═══ TASK MATERIAL

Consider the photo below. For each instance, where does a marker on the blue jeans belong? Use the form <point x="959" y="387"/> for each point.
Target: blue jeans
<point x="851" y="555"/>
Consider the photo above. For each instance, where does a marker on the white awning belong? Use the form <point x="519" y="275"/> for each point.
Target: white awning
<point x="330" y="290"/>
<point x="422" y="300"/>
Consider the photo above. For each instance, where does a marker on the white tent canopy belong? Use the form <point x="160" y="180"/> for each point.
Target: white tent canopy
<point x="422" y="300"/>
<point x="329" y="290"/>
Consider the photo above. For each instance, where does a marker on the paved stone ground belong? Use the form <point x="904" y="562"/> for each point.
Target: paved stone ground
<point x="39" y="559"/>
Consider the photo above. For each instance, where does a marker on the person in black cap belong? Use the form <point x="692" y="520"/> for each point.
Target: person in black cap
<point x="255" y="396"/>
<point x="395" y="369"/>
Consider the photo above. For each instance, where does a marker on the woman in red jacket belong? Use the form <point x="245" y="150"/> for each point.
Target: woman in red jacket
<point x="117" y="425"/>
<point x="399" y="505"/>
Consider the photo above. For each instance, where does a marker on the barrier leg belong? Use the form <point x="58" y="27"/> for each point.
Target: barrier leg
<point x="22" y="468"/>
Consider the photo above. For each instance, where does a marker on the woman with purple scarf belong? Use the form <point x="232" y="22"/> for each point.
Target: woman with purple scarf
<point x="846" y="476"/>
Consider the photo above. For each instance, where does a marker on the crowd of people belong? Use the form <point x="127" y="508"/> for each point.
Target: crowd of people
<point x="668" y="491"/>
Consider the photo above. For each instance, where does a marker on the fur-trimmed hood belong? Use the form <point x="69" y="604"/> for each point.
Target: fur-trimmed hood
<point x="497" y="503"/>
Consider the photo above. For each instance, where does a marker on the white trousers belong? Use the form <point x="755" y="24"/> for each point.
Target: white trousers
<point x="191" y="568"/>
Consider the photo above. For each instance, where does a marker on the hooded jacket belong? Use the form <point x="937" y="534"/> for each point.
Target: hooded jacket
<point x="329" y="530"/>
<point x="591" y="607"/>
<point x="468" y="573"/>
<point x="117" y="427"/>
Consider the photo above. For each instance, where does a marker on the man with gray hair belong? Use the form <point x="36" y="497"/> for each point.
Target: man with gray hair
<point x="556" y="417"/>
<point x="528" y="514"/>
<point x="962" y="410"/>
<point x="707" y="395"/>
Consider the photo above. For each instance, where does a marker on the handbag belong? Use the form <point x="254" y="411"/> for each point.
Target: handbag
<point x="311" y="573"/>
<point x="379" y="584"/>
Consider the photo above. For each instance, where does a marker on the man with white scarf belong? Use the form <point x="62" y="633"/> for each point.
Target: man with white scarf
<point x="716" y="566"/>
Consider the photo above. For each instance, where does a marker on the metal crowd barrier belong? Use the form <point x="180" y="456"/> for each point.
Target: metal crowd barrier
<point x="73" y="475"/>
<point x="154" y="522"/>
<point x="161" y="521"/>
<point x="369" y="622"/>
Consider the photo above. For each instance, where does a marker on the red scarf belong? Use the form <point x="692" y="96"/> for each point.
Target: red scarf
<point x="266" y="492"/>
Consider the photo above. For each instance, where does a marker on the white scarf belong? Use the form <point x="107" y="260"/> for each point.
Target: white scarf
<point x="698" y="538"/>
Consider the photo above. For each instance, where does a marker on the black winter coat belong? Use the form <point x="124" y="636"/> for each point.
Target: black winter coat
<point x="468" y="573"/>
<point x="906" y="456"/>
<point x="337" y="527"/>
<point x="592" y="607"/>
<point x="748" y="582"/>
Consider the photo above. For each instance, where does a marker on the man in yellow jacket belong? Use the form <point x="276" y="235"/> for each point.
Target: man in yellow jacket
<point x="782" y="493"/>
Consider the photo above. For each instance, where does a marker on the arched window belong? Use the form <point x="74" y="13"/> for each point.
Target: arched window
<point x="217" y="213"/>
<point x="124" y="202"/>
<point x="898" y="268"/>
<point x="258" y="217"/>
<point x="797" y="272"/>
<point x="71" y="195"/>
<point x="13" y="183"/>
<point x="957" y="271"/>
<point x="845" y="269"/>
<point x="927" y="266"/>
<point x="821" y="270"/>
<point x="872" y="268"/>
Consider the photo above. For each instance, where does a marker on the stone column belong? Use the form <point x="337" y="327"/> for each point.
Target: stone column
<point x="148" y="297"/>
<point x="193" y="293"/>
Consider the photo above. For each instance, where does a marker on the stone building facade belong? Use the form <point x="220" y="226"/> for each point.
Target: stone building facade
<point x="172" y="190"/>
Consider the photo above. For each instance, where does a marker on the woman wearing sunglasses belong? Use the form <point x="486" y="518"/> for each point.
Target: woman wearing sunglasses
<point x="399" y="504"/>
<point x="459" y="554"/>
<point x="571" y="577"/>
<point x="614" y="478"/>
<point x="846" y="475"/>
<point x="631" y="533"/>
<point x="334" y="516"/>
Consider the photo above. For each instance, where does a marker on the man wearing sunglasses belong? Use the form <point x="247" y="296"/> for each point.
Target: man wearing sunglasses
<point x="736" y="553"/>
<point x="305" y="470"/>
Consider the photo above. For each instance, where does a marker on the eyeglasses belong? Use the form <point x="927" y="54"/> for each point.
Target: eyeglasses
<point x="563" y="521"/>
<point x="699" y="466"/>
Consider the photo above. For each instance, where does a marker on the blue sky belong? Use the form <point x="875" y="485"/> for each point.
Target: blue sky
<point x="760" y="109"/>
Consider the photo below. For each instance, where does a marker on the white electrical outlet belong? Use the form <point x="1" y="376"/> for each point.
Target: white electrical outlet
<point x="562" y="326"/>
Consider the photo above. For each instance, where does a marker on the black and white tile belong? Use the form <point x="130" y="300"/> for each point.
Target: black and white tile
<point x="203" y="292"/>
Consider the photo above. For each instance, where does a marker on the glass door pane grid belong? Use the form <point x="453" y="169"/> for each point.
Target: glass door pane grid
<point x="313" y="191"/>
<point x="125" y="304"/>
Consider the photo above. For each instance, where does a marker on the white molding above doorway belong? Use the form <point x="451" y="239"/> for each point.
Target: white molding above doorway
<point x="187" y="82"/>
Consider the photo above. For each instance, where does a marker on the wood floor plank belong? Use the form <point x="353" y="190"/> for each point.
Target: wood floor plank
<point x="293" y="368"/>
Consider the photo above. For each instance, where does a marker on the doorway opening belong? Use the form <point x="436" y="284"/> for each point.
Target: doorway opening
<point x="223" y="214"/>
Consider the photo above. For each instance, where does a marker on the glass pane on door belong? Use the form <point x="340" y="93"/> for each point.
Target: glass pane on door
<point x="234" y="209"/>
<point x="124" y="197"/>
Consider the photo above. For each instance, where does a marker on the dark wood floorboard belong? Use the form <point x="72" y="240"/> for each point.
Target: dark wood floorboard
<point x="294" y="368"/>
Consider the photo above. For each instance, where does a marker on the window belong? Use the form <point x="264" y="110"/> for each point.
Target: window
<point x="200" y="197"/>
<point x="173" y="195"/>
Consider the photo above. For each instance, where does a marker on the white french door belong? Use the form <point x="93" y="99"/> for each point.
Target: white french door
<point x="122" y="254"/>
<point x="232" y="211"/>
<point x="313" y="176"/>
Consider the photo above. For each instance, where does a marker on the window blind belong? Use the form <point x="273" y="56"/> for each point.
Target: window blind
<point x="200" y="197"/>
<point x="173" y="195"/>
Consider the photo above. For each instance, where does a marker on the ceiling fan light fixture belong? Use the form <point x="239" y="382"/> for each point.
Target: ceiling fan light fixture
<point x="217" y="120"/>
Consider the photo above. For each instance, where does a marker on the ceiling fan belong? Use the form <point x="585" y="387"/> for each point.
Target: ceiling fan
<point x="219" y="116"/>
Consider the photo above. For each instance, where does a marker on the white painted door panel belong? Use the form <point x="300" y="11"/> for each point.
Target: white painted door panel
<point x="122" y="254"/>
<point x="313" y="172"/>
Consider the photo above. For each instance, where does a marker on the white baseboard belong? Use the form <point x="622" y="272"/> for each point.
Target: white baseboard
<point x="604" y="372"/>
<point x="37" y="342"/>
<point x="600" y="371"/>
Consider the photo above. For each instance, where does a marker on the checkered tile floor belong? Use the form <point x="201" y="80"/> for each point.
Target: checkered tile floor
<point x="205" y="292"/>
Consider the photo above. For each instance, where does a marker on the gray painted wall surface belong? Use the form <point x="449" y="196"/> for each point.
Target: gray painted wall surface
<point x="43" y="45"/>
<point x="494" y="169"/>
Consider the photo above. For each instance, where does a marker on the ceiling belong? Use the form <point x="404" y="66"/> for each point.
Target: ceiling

══════

TASK DIRECTIONS =
Filter the records above down to the lines that hold the string "below".

ANSWER SECTION =
Consider the photo below. For each instance, where does a marker on the blue jeans belong? Use the form <point x="959" y="387"/> for each point.
Consider the photo below. For each instance, where does a marker on the white electrical outlet belong? Use the form <point x="1" y="376"/> for each point.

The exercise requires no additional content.